Request — Convert the rows below into a JSON list of strings with one string for each line, and omit any blank lines.

Data items
****************************************

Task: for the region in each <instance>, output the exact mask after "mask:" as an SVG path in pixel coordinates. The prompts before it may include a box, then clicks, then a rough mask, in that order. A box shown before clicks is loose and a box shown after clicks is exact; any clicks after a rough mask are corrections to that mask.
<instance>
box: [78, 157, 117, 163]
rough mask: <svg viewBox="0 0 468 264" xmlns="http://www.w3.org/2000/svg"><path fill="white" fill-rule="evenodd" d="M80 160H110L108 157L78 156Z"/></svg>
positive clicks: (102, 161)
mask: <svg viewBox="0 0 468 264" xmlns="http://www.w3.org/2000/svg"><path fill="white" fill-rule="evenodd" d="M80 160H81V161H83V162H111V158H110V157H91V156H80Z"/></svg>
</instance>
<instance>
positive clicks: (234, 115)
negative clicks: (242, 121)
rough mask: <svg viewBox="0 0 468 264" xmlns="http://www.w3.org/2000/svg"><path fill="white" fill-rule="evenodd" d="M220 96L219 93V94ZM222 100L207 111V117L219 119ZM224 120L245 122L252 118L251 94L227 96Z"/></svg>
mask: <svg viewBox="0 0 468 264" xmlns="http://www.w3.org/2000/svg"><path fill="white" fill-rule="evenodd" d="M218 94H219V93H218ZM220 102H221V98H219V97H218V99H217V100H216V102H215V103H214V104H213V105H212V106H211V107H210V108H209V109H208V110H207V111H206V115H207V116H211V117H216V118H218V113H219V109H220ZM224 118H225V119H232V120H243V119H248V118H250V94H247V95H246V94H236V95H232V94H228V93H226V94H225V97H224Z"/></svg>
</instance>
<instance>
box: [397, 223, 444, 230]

****************************************

Your response —
[
  "Task: for the region in each <instance>, output the exact mask after \"mask:\" as an SVG path in pixel coordinates. The prompts before it may include a box, then clicks, then a rough mask, in that order. A box shown before clicks is loose and a box shown after clicks is exact; any clicks after a rough mask are corrections to that mask.",
  "<instance>",
  "box: [78, 157, 117, 163]",
  "rough mask: <svg viewBox=\"0 0 468 264\" xmlns=\"http://www.w3.org/2000/svg\"><path fill=\"white\" fill-rule=\"evenodd\" d=\"M80 160H110L108 157L78 156Z\"/></svg>",
  "positive clicks: (102, 161)",
  "mask: <svg viewBox=\"0 0 468 264\" xmlns=\"http://www.w3.org/2000/svg\"><path fill=\"white\" fill-rule=\"evenodd\" d=\"M80 160H81V161H83V162H111V158H110V157H91V156H80Z\"/></svg>",
  "</instance>",
  "<instance>",
  "positive clicks: (234, 115)",
  "negative clicks: (242, 121)",
  "rough mask: <svg viewBox=\"0 0 468 264\" xmlns=\"http://www.w3.org/2000/svg\"><path fill=\"white\" fill-rule=\"evenodd\" d=\"M220 96L219 93V94ZM222 100L207 111V117L219 119ZM224 120L245 122L252 118L251 94L227 96Z\"/></svg>",
  "mask: <svg viewBox=\"0 0 468 264\" xmlns=\"http://www.w3.org/2000/svg\"><path fill=\"white\" fill-rule=\"evenodd\" d=\"M218 94H219V93H218ZM220 102H221V98H219V97H218V99H217V100H216V102H215V103H214V104H213V105H212V106H211V107H210V108H209V109H208V110H207V111H206V115H207V116H211V117H216V118H218V113H219V109H220ZM224 118H225V119H232V120H243V119H248V118H250V94H247V95H246V94H236V95H232V94H228V93H226V94H225V97H224Z\"/></svg>",
  "</instance>",
  "<instance>",
  "box: [397, 223, 444, 230]"
]